ИНСТРУКЦИИ К ЗАДАНИЯМ.
**1.** Согласно письму, от кого адресат получил первую главу «Мелочей жизни»?
**2.** Напишите продолжение письма, начав сразу после его последней фразы.

ТЕКСТ ДЛЯ АНАЛИЗА.
####

10 сентября 1886. Петербург
10 сентября.
Многоуважаемый Николай Андреевич.
Простите, что давно не писал Вам 1. Я знаю, что Вы неравнодушно относитесь к молчанию своих друзей, и ежели за всем тем безмолвствовал, то это значит, что мне было тяжко. И было тяжко и теперь тяжко.
Посылаю Вам вместе с сим новую 2-ую главу «Мелочей жизни» (1-ую Вы получили от Лихачева). 7-го числа вышли еще мои две новые сказки, но не посылаю их, потому что не имею оттисков. Разнузданность московская такова, что редакция «Русских ведомостей» никак не может своевременно сделать, что нужно. Когда получу оттиски, то пришлю один сейчас же.
Мне хотелось бы знать Ваше откровенное мнение о моем новом вступлении на литературное поприще, тем больше, что Вы, вероятно, уже прочли в «Вестн<ике> Евр<опы>» мое 8-ое «Пестрое письмо». Боюсь, не слишком ли чувствуется упадок и не чересчур ли болезненно. Я очень дорожу Вашим мнением и потому надеюсь, что Вы исполните мою просьбу 2.

####

ИСХОДНЫЕ ДАННЫЕ.
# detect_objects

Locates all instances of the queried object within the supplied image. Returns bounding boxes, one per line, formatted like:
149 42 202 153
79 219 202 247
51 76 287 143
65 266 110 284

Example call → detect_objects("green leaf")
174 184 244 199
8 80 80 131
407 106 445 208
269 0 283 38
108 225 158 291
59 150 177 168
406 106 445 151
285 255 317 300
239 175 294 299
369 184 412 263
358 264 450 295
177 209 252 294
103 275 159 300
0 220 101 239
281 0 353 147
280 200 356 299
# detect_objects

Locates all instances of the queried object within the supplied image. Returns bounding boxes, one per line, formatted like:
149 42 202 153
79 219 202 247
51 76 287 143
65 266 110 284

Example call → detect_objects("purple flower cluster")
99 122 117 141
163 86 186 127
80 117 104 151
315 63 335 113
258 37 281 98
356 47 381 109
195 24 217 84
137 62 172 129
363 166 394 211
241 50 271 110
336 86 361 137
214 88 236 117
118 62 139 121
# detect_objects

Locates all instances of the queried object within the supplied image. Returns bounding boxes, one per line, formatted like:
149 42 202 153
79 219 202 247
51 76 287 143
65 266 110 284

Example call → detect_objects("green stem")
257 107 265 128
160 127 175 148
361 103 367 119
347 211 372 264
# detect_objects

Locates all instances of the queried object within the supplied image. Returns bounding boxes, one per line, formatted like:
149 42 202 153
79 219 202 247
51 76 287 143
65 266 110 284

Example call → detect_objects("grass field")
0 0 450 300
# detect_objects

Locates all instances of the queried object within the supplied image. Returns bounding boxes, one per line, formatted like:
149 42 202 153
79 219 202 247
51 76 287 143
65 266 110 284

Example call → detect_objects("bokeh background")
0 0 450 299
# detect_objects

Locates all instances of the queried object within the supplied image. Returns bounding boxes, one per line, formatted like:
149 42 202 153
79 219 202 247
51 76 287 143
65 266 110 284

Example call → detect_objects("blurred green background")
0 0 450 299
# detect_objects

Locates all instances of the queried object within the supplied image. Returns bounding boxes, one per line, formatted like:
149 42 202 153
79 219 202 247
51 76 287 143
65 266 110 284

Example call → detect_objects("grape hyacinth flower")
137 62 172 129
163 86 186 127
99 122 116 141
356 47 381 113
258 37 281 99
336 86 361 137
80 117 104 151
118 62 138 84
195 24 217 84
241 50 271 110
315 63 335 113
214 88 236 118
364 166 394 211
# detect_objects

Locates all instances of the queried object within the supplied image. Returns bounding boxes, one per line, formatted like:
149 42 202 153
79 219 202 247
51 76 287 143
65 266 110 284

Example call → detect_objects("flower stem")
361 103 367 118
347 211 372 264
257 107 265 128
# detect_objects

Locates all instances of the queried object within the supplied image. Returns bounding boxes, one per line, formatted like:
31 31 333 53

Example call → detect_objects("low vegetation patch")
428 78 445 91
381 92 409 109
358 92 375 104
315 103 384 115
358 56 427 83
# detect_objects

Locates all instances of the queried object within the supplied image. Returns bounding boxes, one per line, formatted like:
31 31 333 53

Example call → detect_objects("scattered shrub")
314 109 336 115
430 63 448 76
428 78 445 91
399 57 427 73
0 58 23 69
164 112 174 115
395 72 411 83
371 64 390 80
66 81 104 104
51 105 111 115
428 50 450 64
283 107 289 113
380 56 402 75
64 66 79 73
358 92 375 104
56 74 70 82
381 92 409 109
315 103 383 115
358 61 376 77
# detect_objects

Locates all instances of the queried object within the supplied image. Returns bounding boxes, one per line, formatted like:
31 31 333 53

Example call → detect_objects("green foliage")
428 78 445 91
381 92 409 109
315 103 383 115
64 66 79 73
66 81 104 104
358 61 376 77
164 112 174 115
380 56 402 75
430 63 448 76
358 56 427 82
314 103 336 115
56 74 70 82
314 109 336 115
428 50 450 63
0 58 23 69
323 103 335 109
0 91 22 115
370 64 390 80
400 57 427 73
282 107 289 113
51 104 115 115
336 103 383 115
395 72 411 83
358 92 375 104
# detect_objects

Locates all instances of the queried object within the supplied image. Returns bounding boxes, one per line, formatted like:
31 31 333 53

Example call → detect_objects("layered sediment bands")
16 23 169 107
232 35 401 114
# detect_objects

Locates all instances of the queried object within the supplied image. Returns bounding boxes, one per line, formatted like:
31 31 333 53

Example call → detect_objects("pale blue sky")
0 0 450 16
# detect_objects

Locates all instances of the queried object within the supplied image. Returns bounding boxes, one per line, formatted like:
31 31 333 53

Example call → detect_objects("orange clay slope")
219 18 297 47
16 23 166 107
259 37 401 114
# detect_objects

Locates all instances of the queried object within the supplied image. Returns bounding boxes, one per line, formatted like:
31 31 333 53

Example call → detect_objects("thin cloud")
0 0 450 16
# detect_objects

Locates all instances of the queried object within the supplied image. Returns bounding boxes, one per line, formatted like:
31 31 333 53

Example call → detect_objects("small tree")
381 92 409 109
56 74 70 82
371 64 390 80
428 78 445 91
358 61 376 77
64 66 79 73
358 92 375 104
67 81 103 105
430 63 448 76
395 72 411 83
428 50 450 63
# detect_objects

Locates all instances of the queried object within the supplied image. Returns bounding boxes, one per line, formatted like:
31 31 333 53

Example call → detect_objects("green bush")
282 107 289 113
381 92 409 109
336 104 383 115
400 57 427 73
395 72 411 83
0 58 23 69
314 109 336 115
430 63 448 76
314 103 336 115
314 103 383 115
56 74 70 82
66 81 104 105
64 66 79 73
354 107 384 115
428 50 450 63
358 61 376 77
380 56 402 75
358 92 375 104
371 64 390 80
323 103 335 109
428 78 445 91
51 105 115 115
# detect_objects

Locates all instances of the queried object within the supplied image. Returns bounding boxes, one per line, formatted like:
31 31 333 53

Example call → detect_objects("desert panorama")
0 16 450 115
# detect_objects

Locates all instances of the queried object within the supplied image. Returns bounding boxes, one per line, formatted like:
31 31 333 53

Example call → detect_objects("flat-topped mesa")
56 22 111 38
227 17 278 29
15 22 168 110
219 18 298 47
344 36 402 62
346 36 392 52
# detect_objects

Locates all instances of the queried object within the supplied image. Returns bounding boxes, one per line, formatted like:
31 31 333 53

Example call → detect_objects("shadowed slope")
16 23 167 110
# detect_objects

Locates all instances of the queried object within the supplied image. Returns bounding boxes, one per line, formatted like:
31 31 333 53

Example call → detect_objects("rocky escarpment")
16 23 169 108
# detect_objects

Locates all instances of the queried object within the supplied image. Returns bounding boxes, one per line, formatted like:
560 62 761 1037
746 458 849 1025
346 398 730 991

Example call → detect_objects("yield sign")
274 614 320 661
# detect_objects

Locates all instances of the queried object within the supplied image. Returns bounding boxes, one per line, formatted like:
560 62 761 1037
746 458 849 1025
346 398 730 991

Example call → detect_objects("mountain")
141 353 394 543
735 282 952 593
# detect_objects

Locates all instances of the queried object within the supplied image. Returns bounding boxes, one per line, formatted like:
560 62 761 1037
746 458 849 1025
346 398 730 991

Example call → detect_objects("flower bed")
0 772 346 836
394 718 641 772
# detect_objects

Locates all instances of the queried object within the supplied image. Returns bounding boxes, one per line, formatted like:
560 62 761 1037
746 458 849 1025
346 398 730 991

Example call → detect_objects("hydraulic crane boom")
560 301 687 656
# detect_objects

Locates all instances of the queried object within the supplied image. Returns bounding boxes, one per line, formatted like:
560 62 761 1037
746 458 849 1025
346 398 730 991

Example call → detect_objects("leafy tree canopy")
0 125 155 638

####

ОТВЕТЫ ПО НОМЕРАМ.
**1.** От Лихачева.

**2.**
У меня еще готово, но не напечатано: две сказки, три главы «Мелочей» и одно «Пестрое письмо» 3. Все это я написал в течение каких-нибудь 5 недель, но при этом чувствовал себя так мучительно, как будто во мне совершался страшный болезненный процесс. Буквально задыхался пиша, как задыхаюсь и теперь, пиша это письмо.
Существование мое, могу сказать, самое жалкое. Беспрерывные поносы, одышка, боль в ногах, и в особенности в икрах, истощение сил, непомерная худоба, — все это делает для меня вопрос о смерти единственно желанным и, может быть, даже достижимым в недолгом времени. Как ни жаль оставлять жену и детей в жертву бестолочи и хаоса, — ни у меня, ни у нее нет ни родных, ни близких людей вообще, — но ведь и теперь я уже настолько мертв, что ни во что не вхожу и ничем не распоряжаюсь. Стало быть, и нужды во мне особенной нет.
Лечат меня, по-прежнему, Соколов и Васильев. Но
Соколов круто изменил свое прежнее дружеское отношение ко мне на вполне равнодушное. Приезжает два раза в неделю в белом жилете, посидит пять минут, скажет: продолжайте, я спешу, — и уходит. В причины этой перемены я не успел проникнуть, но она волнует безмерно. Хоть бы понял человек, что дело врача успокоивать, а не волновать.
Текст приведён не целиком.